- **PROVIDED TEXT**:
▽
Factory worker sues Virginia Employment Commission
The Virginia Employment Commission is under fire again. Since the pandemic started, VEC has not had a moment of peace. People believe that the problems of the VEC did not just erupt out of nowhere due to the overwhelming numbers of jobless claims and other benefits but rather it was overwhelming because the agency was already failing.
For decades the VEC is said to have had multiple structural and functioning problems including record-management issues, low staff morale, and unclean facilities. During the pandemic, the agency lagged in setting up benefits and created a massive backlog. This also led to a class-action lawsuit being filed against them. VEC's incompetence was brought to light by the surge of unemployment claims which overwhelmed them to the point that most people did not receive their requests.
VEC is being sued again but this time by an unemployed Virginia factory worker named Ernest Ray. For 26 years Ray worked as a factory worker in a physically demanding position at a compressor factory. When he lost his job in 2018, he applied for and received $9,000 in unemployment benefits. Cut to three years later Ray is forced to fight the Virginia Employment Commission in Court as they try to take back the money he received as benefits. Ray kept receiving the benefits for a year while he constantly looked for a job. In 2019 he was asked by staff to report his job search activities even after his benefits ran out. During this time Ray, who is 57 years old and deaf, missed a week of search due to medical reasons and produced a doctor's note for the same. Soon after he received a notice stating that he is deemed unfit to work and an applicant must be eligible to work in order to get benefits. The state claimed that he got the benefits by mistake and they wanted it back. Ray's lawyer Hugh O'Donnell said this illustrates the ethos of a radically dysfunctional agency.
△
- **DATA EXCERPTS**:
▽
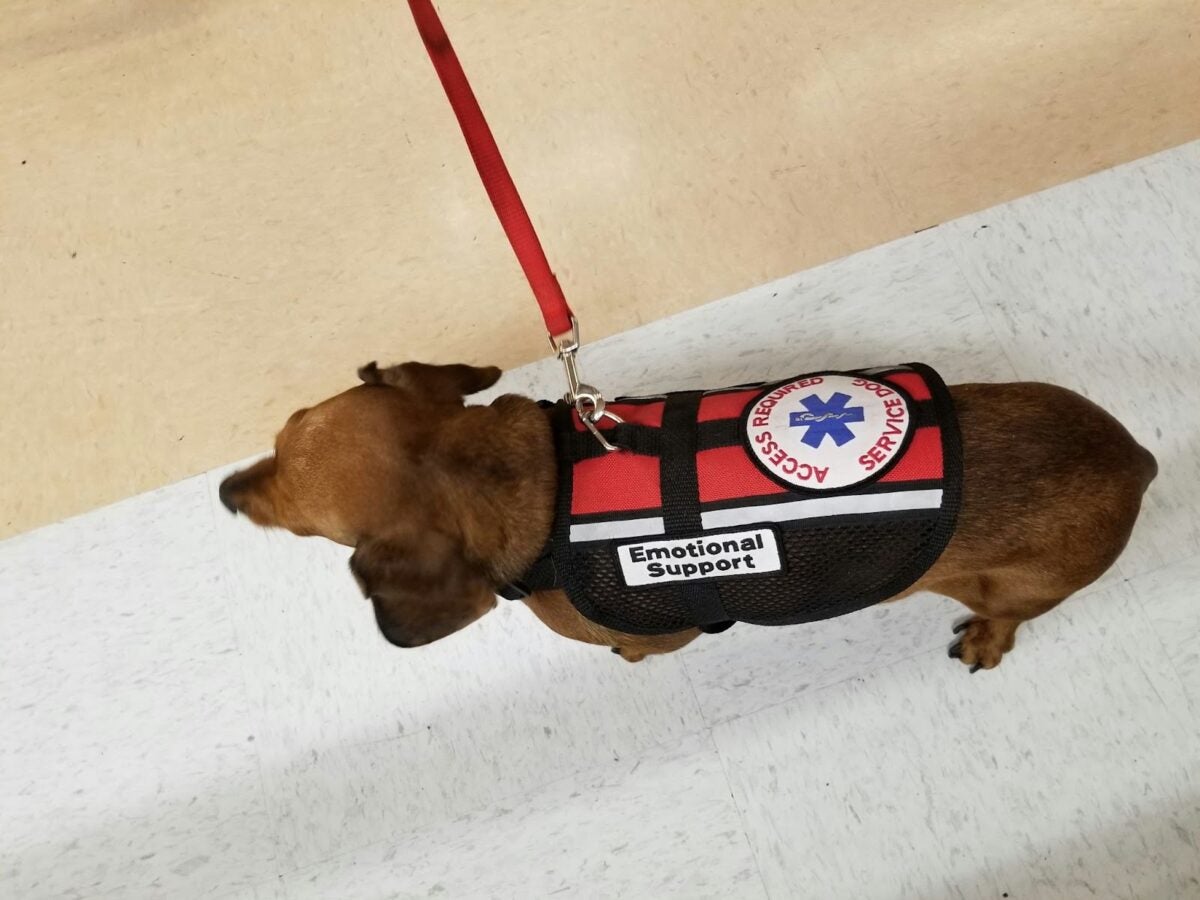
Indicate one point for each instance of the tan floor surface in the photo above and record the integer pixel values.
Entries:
(211, 211)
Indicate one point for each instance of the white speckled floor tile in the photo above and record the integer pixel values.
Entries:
(898, 303)
(1068, 772)
(192, 707)
(663, 826)
(747, 669)
(1171, 599)
(126, 757)
(1096, 286)
(363, 742)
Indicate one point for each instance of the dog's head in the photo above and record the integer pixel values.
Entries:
(433, 496)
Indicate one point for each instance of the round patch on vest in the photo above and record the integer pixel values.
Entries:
(826, 432)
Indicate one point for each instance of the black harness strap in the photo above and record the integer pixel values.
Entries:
(679, 487)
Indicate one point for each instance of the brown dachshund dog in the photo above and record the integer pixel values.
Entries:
(443, 503)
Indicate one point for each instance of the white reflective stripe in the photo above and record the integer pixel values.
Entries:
(819, 507)
(617, 529)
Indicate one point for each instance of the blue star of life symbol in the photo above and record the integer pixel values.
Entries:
(826, 418)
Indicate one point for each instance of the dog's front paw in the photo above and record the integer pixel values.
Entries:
(983, 643)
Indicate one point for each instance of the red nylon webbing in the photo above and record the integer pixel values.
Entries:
(495, 174)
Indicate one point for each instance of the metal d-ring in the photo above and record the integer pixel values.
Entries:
(587, 400)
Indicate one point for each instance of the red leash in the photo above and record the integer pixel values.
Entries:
(503, 193)
(564, 330)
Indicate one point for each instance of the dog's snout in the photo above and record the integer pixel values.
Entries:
(226, 492)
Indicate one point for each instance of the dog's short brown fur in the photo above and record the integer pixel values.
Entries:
(444, 502)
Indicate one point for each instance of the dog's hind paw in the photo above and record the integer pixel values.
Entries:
(984, 642)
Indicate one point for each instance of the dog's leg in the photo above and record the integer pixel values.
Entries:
(987, 636)
(556, 611)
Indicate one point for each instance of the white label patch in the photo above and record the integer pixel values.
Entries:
(751, 552)
(826, 432)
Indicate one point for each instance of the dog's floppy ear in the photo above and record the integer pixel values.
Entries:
(442, 382)
(423, 586)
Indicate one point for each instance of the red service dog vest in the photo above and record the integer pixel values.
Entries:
(768, 504)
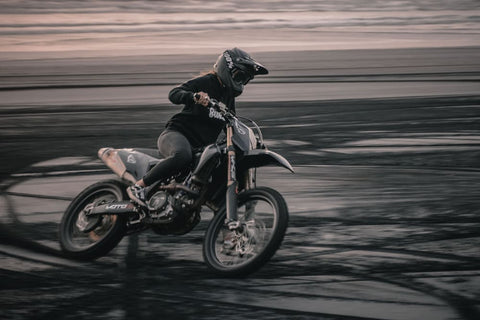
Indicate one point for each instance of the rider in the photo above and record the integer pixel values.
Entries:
(198, 124)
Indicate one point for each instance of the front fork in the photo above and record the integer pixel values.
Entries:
(232, 184)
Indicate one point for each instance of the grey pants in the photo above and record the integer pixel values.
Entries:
(177, 152)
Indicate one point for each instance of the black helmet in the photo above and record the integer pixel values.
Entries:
(236, 68)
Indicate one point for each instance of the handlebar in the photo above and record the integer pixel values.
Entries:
(220, 107)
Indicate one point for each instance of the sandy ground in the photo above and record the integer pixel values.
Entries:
(375, 104)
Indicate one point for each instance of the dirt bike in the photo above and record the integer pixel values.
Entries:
(249, 222)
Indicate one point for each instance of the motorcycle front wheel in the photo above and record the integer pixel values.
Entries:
(263, 215)
(88, 238)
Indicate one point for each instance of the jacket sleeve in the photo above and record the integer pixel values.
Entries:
(183, 94)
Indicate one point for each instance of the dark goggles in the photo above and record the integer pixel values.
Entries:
(241, 76)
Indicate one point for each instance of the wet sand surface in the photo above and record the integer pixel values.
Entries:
(384, 203)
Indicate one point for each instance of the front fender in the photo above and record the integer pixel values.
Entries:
(263, 157)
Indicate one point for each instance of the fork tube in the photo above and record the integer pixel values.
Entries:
(231, 196)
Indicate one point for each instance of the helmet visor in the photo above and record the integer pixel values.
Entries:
(241, 76)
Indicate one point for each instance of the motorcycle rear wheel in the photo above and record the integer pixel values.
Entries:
(101, 233)
(263, 214)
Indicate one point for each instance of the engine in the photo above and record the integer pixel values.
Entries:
(173, 214)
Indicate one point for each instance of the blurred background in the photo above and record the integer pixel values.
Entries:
(375, 103)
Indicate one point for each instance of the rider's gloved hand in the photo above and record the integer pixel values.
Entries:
(201, 98)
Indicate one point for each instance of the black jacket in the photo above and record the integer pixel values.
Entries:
(200, 125)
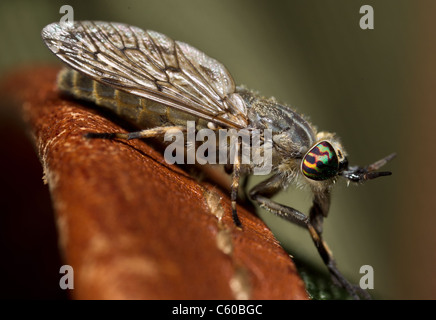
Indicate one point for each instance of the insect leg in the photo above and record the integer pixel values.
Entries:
(236, 174)
(147, 133)
(261, 194)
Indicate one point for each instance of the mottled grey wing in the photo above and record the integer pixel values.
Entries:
(151, 65)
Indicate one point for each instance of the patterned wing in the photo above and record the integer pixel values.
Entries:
(151, 65)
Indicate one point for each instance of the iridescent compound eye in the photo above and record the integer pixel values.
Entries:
(320, 162)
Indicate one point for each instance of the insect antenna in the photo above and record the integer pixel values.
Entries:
(360, 174)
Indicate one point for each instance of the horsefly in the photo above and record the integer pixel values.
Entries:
(162, 85)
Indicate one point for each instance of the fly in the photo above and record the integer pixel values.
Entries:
(159, 84)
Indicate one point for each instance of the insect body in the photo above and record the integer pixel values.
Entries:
(159, 84)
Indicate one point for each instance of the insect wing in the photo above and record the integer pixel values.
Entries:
(150, 65)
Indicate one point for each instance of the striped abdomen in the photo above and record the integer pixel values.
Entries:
(142, 112)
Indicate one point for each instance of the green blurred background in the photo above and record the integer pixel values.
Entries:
(374, 88)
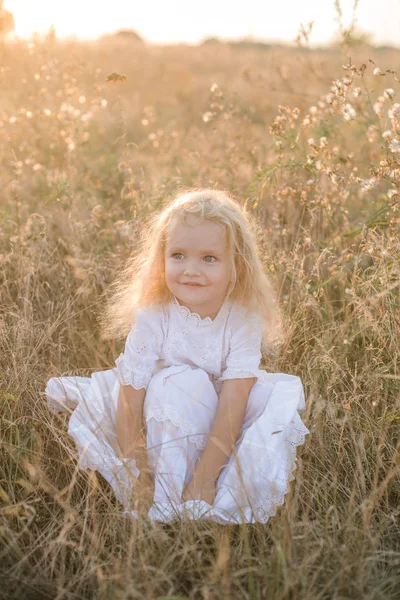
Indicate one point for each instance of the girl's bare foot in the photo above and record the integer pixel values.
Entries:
(143, 491)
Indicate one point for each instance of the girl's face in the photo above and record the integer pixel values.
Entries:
(197, 268)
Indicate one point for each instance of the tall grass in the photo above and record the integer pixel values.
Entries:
(312, 147)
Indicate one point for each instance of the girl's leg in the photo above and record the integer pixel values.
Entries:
(179, 412)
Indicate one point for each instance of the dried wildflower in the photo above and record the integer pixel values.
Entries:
(394, 112)
(368, 184)
(372, 134)
(115, 77)
(378, 106)
(394, 145)
(349, 112)
(389, 94)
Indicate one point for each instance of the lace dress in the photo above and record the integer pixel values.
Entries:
(182, 360)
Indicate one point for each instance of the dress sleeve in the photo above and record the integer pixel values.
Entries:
(136, 365)
(245, 349)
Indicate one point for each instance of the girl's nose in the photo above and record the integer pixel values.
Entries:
(192, 269)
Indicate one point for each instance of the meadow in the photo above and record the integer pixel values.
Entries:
(95, 136)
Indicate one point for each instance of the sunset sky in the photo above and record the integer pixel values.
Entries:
(171, 21)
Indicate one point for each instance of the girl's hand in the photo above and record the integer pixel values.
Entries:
(199, 489)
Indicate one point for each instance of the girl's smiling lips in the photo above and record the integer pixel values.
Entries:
(193, 284)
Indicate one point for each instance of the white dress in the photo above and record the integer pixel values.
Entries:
(181, 360)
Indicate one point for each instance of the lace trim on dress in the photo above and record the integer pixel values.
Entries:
(167, 413)
(238, 374)
(133, 378)
(194, 318)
△
- **STUDY QUESTIONS**:
A. Reproduce the passage of the factory worker article starting at "For decades the" and ending at "receive their requests.".
B. According to the factory worker article, how much did Ernest Ray receive in unemployment benefits after losing his job in 2018?
The data is separate material from the article.

- **OUTPUTS FOR THE TASKS**:
A.
For decades the VEC is said to have had multiple structural and functioning problems including record-management issues, low staff morale, and unclean facilities. During the pandemic, the agency lagged in setting up benefits and created a massive backlog. This also led to a class-action lawsuit being filed against them. VEC's incompetence was brought to light by the surge of unemployment claims which overwhelmed them to the point that most people did not receive their requests.

B. $9,000